练习任务 A: 将列表中从含有“As a warehouse robot's perception module, locate neck”的那一行起、直至列表末尾的部分改写为两列 CSV,列名为“输入”和“输出”。每对文本与答案占一行,各自放在一个带引号的字段中,其中的换行改为空格。
____________
题解:CF1372E Omkar and Last Floor

· · 题解

事实证明我没有听过 jzp 讲课?

贪心、区间 dp。

题目贡献为 \sum x^2 的形式,考虑贪心,因为 (x + y) ^ 2 > x ^ 2 + y ^ 2 恒成立。故贪心使所有的 1 挤到一起是最优的。于是我们需要考虑的就是「挤」的优先级。

区间 dp,设 f_{l, r}[l, r] 区间内的最大价值。

考虑枚举一个 i \in [l, r] 作为一个「挤」的点,那么 n 个区间中所有包含 i 的区间都应该挤过来,贡献 \left(\sum_{l \le L_j \le i \le R_j \le r} 1\right)^2。接着分开处理 [l, i - 1][i + 1, r] 两个区间,即 f_{l, i - 1} + f_{i + 1, r}

方程:

f_{l, r} = \sum_{l \le i \le r} f_{l, i - 1} + f_{i + 1, r} + \left(\sum_{l \le L_j \le i \le R_j \le r} 1\right)^2

好像可以优化,但是可过,时间复杂度 \mathcal{O}(n^4)

:::info[code] 实现上,记一个数组代表每个位置的所属区间,再记录每个区间的左右端点即可。

#include <bits/stdc++.h>
//#define fastio
#define int long long
#define bw(x) (1 << x)
#define eb emplace_back
#define pii pair<int, int>
#define inf (0x3f3f3f3f3f3f3f3f)
#define F(x, v) for (auto x : (v))
#define ALL(x) (x).begin(), (x).end()
#define L(i, a, b) for (register int i = (a); i <= (b); ++i)
#define R(i, a, b) for (register int i = (a); i >= (b); --i)
#define FRE(i, o) freopen(i, "r", stdin), freopen(o, "w", stdout)
using namespace std; bool bgmem;
#ifdef fastio
struct IO {
    #define ion bw(20)
____________
练习任务 B: 依据所给文本,判断下列说法是否相符,逐条回答“是”或“否”,并原样引用文中起决定作用的字句:(i) 文中给出的时间复杂度为 O(n^3);(ii) 文中采用的方法是贪心与区间 dp;(iii) 代码中将 int 定义为 long long。
____________
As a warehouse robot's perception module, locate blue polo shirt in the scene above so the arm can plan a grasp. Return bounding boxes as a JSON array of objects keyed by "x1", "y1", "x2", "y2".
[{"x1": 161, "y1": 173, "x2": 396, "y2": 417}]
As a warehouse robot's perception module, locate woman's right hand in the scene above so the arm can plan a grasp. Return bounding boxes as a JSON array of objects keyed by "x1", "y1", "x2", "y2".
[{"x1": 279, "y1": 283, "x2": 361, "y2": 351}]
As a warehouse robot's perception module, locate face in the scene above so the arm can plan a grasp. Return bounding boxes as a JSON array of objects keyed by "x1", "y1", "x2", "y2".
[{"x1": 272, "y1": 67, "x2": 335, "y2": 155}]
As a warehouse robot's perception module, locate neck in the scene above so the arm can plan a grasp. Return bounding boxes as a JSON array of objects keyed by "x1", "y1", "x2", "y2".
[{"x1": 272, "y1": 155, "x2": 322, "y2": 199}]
____________
完整解答 A:
输入,输出
"As a warehouse robot's perception module, locate neck in the scene above so the arm can plan a grasp. Return bounding boxes as a JSON array of objects keyed by ""x1"", ""y1"", ""x2"", ""y2"".","[{""x1"": 272, ""y1"": 155, ""x2"": 322, ""y2"": 199}]"

完整解答 B:
(i) 否。“好像可以优化,但是可过,时间复杂度 \mathcal{O}(n^4)。”
(ii) 是。“贪心、区间 dp。”
(iii) 是。“#define int long long”